• [Items]
......

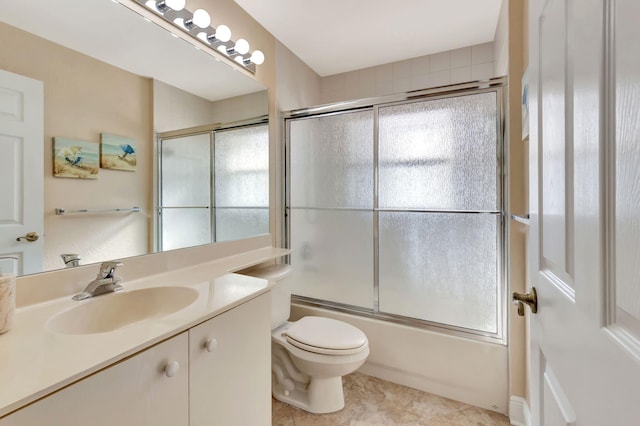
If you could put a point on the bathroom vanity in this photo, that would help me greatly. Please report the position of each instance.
(202, 364)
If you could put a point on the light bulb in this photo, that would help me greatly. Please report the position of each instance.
(176, 5)
(241, 46)
(201, 18)
(257, 57)
(223, 33)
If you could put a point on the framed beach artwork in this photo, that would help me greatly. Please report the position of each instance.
(75, 159)
(117, 153)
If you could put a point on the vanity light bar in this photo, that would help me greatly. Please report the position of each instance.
(197, 25)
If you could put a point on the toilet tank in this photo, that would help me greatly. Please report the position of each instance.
(280, 292)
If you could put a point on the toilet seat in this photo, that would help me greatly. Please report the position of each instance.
(326, 336)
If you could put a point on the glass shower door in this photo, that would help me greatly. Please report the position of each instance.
(185, 191)
(439, 211)
(241, 182)
(331, 207)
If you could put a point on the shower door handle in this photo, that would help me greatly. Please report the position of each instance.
(531, 299)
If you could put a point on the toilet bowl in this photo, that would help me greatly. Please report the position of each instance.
(309, 356)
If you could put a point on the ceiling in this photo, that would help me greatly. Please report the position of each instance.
(335, 36)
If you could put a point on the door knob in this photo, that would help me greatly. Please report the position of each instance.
(30, 237)
(531, 299)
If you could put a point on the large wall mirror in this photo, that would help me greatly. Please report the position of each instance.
(108, 74)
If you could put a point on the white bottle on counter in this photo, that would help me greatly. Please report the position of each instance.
(7, 301)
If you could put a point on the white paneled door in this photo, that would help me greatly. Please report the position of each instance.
(21, 173)
(584, 249)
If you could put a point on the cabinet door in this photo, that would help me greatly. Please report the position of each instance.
(230, 364)
(136, 391)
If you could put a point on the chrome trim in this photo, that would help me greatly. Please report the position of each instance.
(524, 219)
(376, 205)
(242, 208)
(397, 210)
(61, 211)
(348, 209)
(189, 131)
(413, 210)
(212, 185)
(398, 319)
(412, 95)
(182, 207)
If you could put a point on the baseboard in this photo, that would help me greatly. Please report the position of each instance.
(483, 399)
(519, 414)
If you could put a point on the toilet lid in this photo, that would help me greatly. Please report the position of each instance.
(326, 336)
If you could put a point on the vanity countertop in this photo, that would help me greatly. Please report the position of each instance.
(35, 361)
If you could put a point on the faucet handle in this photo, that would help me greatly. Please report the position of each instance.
(107, 269)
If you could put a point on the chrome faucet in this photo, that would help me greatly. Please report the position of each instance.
(71, 260)
(105, 282)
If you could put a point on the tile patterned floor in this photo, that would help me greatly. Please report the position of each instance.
(374, 402)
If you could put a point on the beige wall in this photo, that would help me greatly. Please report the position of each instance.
(84, 97)
(175, 109)
(518, 197)
(440, 69)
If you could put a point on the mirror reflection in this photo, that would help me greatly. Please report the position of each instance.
(129, 79)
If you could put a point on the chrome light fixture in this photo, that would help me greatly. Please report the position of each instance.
(197, 24)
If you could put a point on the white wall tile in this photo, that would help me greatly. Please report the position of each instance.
(482, 71)
(352, 85)
(384, 79)
(402, 85)
(460, 57)
(439, 78)
(367, 82)
(401, 70)
(460, 75)
(440, 62)
(456, 66)
(482, 53)
(422, 81)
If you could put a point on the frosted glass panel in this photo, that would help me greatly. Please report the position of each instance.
(332, 161)
(186, 171)
(185, 228)
(627, 250)
(242, 167)
(332, 256)
(232, 224)
(439, 154)
(440, 268)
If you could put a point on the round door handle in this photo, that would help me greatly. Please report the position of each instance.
(211, 344)
(172, 368)
(30, 237)
(531, 299)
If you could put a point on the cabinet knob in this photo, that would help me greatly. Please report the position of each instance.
(172, 368)
(211, 344)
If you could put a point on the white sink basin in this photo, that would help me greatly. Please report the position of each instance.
(110, 312)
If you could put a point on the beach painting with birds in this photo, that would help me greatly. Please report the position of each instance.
(75, 159)
(118, 153)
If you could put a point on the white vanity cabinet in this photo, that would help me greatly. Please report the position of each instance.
(148, 389)
(230, 367)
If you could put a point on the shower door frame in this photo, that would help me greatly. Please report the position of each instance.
(497, 85)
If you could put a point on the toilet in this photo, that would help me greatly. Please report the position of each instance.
(309, 356)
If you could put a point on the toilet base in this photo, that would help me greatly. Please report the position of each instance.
(320, 397)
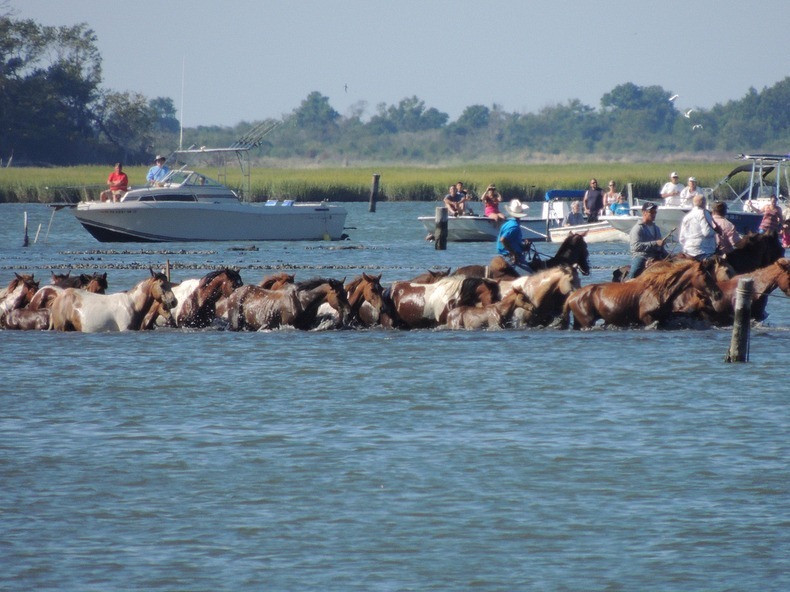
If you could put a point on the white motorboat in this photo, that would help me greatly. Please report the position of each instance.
(189, 206)
(483, 229)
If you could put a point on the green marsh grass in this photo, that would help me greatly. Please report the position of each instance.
(397, 183)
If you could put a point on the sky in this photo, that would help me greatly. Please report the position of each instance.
(230, 61)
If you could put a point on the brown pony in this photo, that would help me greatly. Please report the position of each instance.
(366, 299)
(421, 306)
(643, 301)
(77, 310)
(254, 308)
(766, 280)
(755, 251)
(18, 294)
(35, 317)
(492, 316)
(197, 299)
(547, 291)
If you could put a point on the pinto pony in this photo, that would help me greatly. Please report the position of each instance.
(77, 310)
(492, 316)
(643, 301)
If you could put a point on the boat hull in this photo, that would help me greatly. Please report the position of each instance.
(483, 229)
(177, 222)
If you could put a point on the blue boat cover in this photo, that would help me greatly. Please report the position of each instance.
(564, 194)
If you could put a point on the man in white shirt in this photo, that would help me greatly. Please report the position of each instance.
(671, 190)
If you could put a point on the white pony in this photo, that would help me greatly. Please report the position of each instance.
(77, 310)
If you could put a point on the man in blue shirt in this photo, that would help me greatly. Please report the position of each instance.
(510, 241)
(158, 172)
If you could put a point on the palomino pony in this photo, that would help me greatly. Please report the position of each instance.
(77, 310)
(547, 292)
(197, 298)
(421, 306)
(366, 299)
(254, 308)
(766, 280)
(492, 316)
(642, 301)
(17, 294)
(35, 316)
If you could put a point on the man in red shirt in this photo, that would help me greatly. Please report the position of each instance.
(118, 183)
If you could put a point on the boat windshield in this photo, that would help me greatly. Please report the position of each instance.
(191, 179)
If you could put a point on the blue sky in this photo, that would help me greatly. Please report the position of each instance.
(245, 60)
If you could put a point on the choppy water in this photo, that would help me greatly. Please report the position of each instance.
(382, 460)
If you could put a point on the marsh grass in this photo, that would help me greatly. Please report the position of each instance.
(525, 182)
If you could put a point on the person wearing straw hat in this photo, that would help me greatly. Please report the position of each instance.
(491, 200)
(510, 241)
(670, 192)
(158, 172)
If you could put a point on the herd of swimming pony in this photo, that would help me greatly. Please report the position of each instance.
(671, 291)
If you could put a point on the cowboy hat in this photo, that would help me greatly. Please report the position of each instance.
(516, 208)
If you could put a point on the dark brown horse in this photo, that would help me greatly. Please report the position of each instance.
(254, 308)
(492, 316)
(643, 301)
(766, 280)
(366, 299)
(755, 251)
(197, 299)
(420, 306)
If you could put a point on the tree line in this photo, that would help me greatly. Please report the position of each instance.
(54, 111)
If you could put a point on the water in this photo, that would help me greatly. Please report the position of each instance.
(382, 460)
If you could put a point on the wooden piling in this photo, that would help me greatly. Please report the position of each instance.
(739, 343)
(374, 193)
(440, 230)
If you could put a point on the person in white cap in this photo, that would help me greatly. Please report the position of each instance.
(510, 241)
(158, 172)
(689, 192)
(670, 192)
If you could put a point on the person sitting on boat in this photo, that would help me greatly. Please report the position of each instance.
(772, 217)
(698, 231)
(510, 241)
(118, 184)
(725, 242)
(593, 201)
(645, 240)
(158, 172)
(610, 197)
(491, 199)
(574, 217)
(620, 207)
(670, 192)
(688, 193)
(455, 202)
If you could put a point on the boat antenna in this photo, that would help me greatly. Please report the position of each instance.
(181, 119)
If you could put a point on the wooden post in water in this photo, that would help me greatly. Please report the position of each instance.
(440, 231)
(739, 344)
(374, 193)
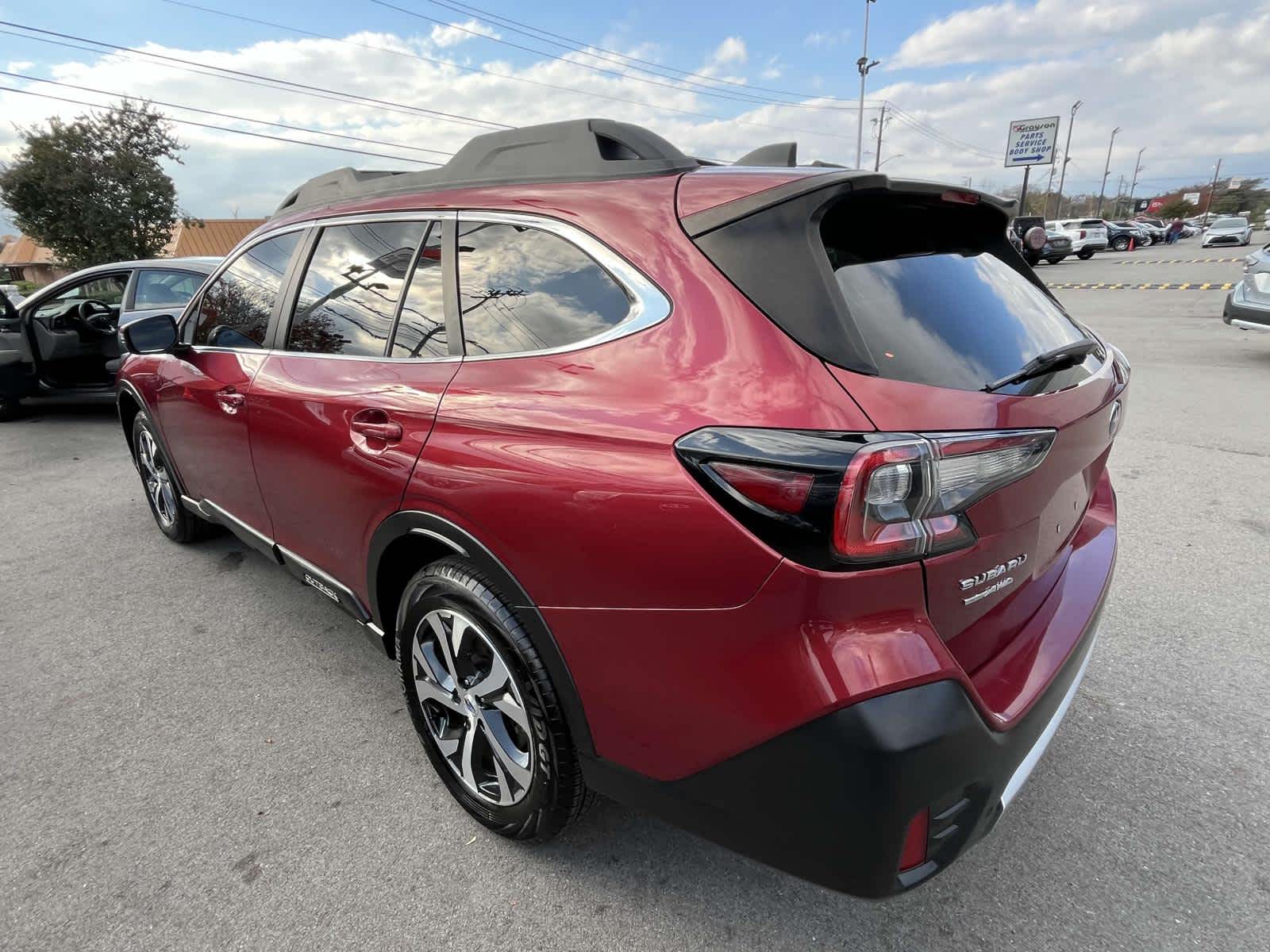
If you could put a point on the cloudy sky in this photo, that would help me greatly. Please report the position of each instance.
(1187, 80)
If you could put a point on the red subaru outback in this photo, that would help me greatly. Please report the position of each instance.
(772, 499)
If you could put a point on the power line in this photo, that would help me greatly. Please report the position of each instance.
(197, 71)
(448, 63)
(302, 86)
(700, 89)
(225, 129)
(595, 51)
(228, 116)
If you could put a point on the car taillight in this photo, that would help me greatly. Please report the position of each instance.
(781, 490)
(906, 499)
(844, 501)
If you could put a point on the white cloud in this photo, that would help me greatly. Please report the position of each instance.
(822, 40)
(456, 33)
(729, 51)
(1022, 29)
(1134, 89)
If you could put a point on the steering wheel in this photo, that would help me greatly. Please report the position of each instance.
(95, 315)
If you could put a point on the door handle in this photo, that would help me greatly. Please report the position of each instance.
(375, 424)
(230, 400)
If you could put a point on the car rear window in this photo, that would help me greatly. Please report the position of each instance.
(950, 321)
(903, 285)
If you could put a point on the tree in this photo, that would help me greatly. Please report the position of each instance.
(1178, 209)
(93, 190)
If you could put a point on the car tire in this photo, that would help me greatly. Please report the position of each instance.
(484, 706)
(10, 410)
(163, 495)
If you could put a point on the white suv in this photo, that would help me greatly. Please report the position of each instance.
(1089, 235)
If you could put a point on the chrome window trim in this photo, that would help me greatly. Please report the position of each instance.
(649, 304)
(1029, 763)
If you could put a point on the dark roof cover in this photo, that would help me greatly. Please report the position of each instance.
(579, 150)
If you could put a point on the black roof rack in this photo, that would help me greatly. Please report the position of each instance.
(579, 150)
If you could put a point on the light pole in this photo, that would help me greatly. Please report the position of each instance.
(864, 67)
(1137, 169)
(1106, 171)
(1212, 190)
(1067, 158)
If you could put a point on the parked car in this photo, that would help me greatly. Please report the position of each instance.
(63, 340)
(1153, 228)
(1056, 249)
(1122, 235)
(1141, 236)
(1087, 235)
(1229, 230)
(664, 482)
(1049, 245)
(1248, 305)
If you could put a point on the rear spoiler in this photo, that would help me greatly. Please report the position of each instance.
(840, 182)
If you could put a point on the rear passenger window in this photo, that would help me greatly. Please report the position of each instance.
(235, 310)
(422, 327)
(522, 289)
(351, 289)
(158, 289)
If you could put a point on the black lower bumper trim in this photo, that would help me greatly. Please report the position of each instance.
(831, 801)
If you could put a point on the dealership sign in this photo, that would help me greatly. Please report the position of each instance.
(1032, 143)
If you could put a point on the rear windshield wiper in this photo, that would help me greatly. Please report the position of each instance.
(1049, 361)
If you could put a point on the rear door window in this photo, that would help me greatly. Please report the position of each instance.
(421, 330)
(235, 309)
(160, 289)
(524, 289)
(351, 289)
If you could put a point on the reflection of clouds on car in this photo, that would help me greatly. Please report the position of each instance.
(525, 290)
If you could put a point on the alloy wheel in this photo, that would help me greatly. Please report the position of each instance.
(473, 706)
(156, 479)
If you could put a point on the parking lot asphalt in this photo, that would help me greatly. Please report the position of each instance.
(200, 753)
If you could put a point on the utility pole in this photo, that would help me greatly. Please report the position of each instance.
(882, 125)
(1106, 171)
(864, 67)
(1067, 156)
(1212, 190)
(1049, 186)
(1137, 168)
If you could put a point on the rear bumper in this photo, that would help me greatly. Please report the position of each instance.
(1240, 313)
(832, 799)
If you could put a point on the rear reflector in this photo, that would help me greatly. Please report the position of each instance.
(781, 490)
(914, 842)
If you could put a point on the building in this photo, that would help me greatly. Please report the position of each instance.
(214, 238)
(209, 238)
(27, 260)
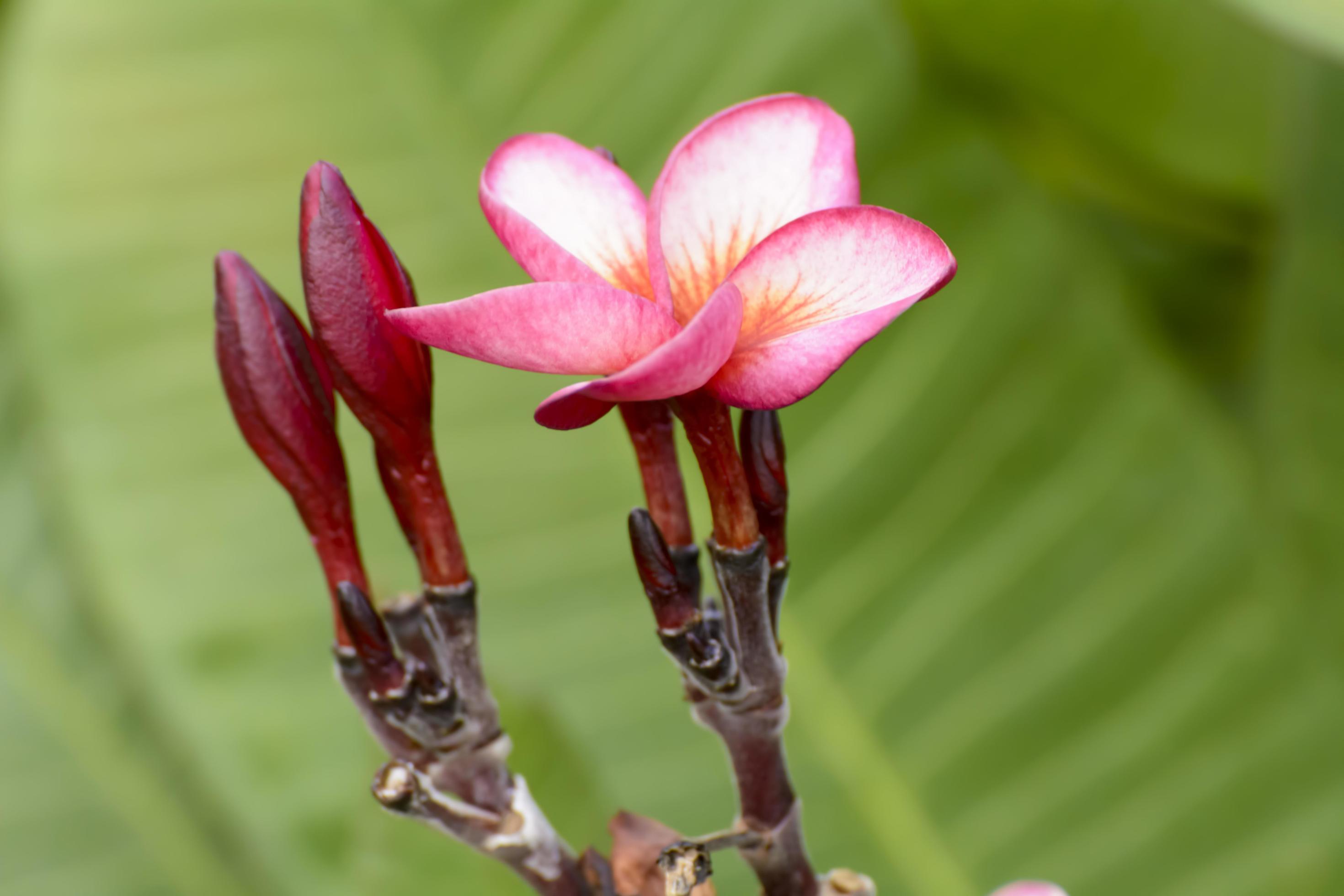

......

Update the stretch of the material from the line containing "If you could put a point on the light pole" through the line containing "(1067, 158)" so that "light pole" reads "lamp post", with nothing else altered.

If you could put a point on the lamp post in this photo, that would help me greatly. Please report the position of each instance.
(864, 67)
(1137, 169)
(1106, 171)
(1212, 190)
(1067, 158)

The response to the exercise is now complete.